GIVEN PASSAGE
********************

Volcano-ice interactions 

Large amounts of water ice are believed to be present under the surface of Mars.  Some channels lie near volcanic areas.  When hot subsurface molten rock comes close to this ice, large amounts of liquid water and mud may be formed. Hrad Vallis in the Cebrenia quadrangle is close to Elysium Mons, a large volcano, which may have supplied water to create the channel.  Hrad Vallis is pictured below.

Galaxias region 

The ground in Galaxias seems to have collapsed.  Such land forms on Mars are called "Chaos terrain."  Galaxias Chaos is different from many other chaotic regions.  It does not have associated outflow channels, and it does not display a great elevation difference between it and the surrounding land area, as most of the other chaos regions.  Research by Pedersen and Head, published in 2010, suggests that Galaxias Chaos is the site of a volcanic flow that buried an ice-rich layer, called the Vastitas Borealis Formation (VBF).  It is generally believed that the VBF is a residue from water-rich materials deposited by large floods.   The VBF may have been of varied thickness and may have contained varied amounts of ice.  In the thin atmosphere of Mars, this layer would have slowly disappeared by sublimation (changing from a solid directly to a gas).  Since some areas would have sublimated more than others, the upper lava cap would not be supported evenly and would crack.  Cracks/troughs may have begun from sublimation and shrinkage along the edges of the lava cap.  Stress from the undermining of the cap edge would have made cracks in the cap. Places with cracks would undergo more sublimation, then the cracks would widen and form the blocky terrain characteristic of regions of chaos.  The sublimation process may have been aided by heat (geothermal flux) from magma movements.  There are volcanoes, namely Elysium Montes and Hecates Tholus, nearby which most likely are surrounded by dikes, which would have heated the ground.  Also, a warmer period in the past would have increased the amount of water sublimating from the ground.

********************

SUPPLIED ENTRIES
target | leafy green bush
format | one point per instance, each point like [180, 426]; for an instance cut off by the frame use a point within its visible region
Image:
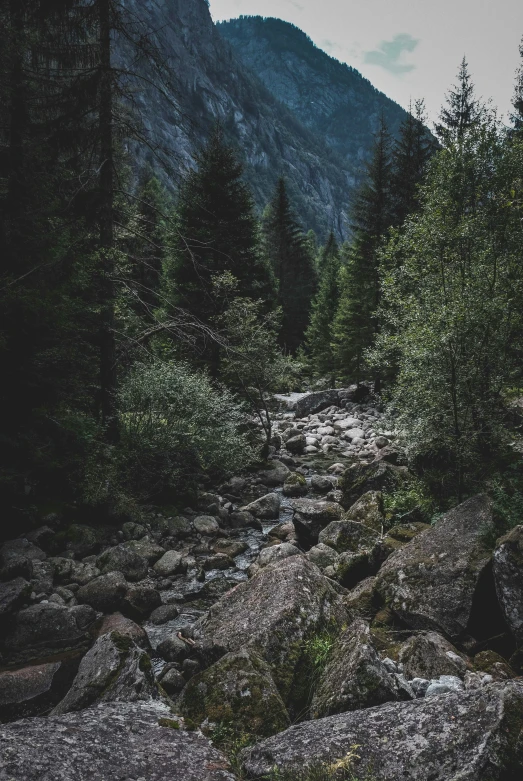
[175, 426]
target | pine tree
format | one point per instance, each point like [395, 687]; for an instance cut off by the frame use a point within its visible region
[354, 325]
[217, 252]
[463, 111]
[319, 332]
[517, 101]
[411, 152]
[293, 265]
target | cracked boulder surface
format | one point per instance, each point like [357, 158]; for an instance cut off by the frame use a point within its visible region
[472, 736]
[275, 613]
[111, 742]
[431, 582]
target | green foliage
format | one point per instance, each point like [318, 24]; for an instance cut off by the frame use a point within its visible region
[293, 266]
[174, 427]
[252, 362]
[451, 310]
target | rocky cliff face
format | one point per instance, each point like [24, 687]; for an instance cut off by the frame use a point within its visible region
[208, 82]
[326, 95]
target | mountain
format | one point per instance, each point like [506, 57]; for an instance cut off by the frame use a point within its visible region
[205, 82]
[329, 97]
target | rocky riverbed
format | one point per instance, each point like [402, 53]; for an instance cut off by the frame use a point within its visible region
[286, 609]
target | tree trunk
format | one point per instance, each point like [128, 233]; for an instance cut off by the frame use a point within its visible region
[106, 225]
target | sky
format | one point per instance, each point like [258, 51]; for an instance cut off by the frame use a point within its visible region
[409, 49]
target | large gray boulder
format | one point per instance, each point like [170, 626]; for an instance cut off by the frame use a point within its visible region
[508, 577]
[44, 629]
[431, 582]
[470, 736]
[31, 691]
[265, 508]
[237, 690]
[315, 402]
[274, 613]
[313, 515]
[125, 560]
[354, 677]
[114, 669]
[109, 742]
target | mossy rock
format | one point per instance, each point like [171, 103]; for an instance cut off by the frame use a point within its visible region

********************

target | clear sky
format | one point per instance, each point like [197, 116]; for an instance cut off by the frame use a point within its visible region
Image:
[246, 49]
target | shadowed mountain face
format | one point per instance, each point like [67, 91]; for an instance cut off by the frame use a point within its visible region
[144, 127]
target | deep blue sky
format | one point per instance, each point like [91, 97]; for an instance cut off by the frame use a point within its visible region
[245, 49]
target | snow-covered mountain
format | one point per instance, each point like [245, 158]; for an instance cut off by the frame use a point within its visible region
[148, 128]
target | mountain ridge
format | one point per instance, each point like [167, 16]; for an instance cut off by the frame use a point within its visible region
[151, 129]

********************

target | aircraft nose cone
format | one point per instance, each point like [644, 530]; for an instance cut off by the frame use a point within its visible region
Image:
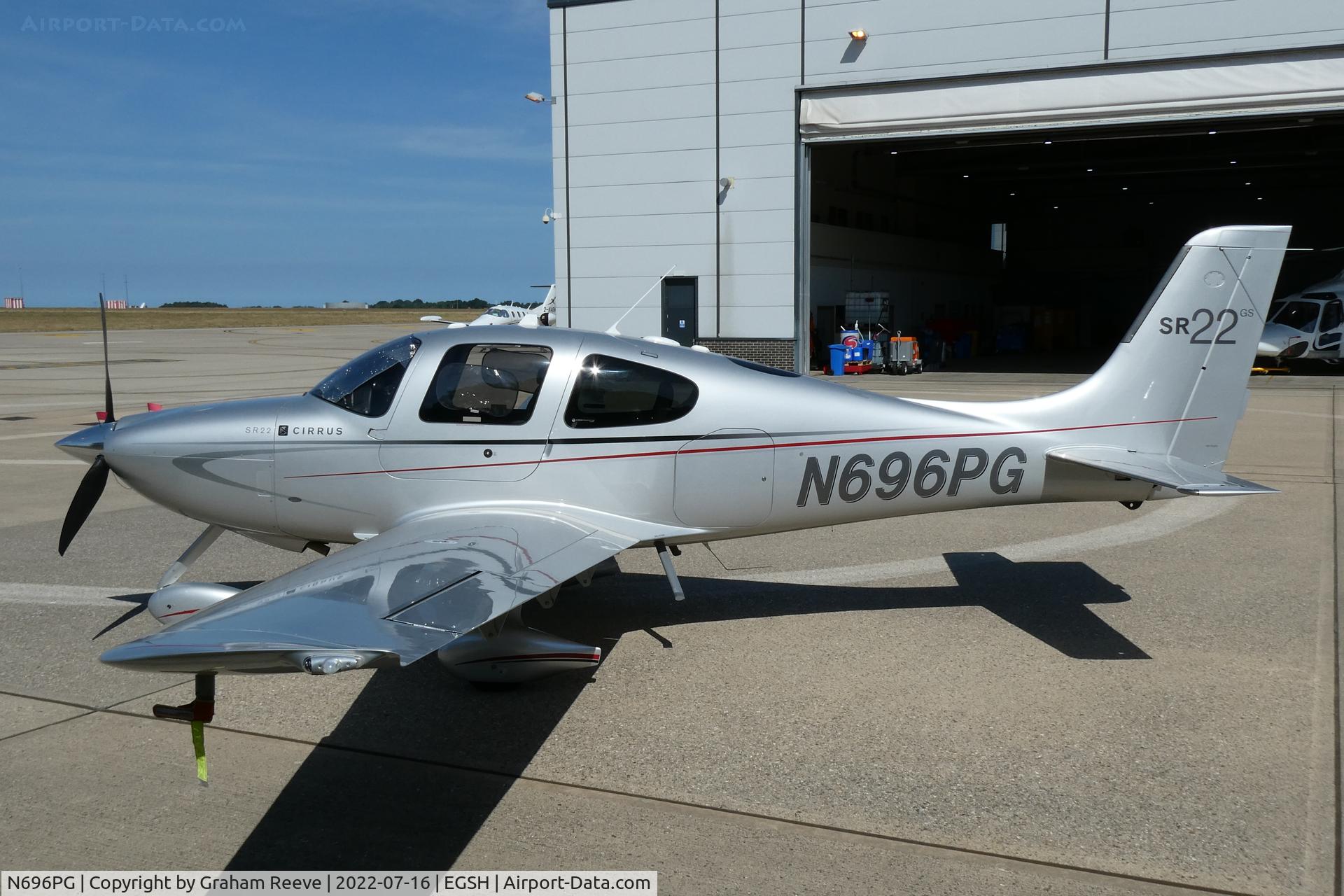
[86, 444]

********************

INSTRUCTION 1
In the Mars passage, what is the name of the ice-rich layer that a volcanic flow may have buried at Galaxias Chaos?
INSTRUCTION 2
Reproduce the Mars passage between "Large amounts of water" and "is pictured below.", inclusive.
INSTRUCTION 3
Carry the Mars passage forward from its last sentence.
The records have nothing to do with the Mars passage.

TASK RESULT 1
The Vastitas Borealis Formation (VBF).

TASK RESULT 2
Large amounts of water ice are believed to be present under the surface of Mars.  Some channels lie near volcanic areas.  When hot subsurface molten rock comes close to this ice, large amounts of liquid water and mud may be formed. Hrad Vallis in the Cebrenia quadrangle is close to Elysium Mons, a large volcano, which may have supplied water to create the channel.  Hrad Vallis is pictured below.

TASK RESULT 3
Evidence of glaciers

Glaciers, loosely defined as patches of currently or recently flowing ice, are thought to be present across large but restricted areas of the modern Martian surface, and are inferred to have been more widely distributed at times in the past. Lobate convex features on the surface known as viscous flow features and lobate debris aprons, which show the characteristics of non-Newtonian flow, are now almost unanimously regarded as true glaciers. However, a variety of other features on the surface have also been interpreted as directly linked to flowing ice, such as fretted terrain, lineated valley fill, concentric crater fill, and arcuate ridges. A variety of surface textures seen in imagery of the midlatitudes and polar regions are also thought to be linked to sublimation of glacial ice.   
The pictures below show features that are probably associated with glaciers.

Channels

There is enormous evidence that water once flowed in river valleys on Mars.  Images of curved channels have been seen in images from Mars spacecraft dating back to the early seventies with the Mariner 9 orbiter.  Indeed, a study published in June 2017, calculated that the volume of water needed to carve all the channels on Mars was even larger than the proposed ocean that the planet may have had.  Water was probably recycled many times from the ocean to rainfall around Mars.

Pedestal craters

A pedestal crater is a crater with its ejecta sitting above the surrounding terrain and thereby forming a raised platform (like a pedestal). They form when an impact crater ejects material which forms an erosion-resistant layer, thus causing the immediate area to erode more slowly than the rest of the region. Some pedestals have been accurately measured to be hundreds of meters above the surrounding area. This means that hundreds of meters of material were eroded away. The result is that both the crater and its ejecta blanket stand above the surroundings. Pedestal craters were first observed during the Mariner missions.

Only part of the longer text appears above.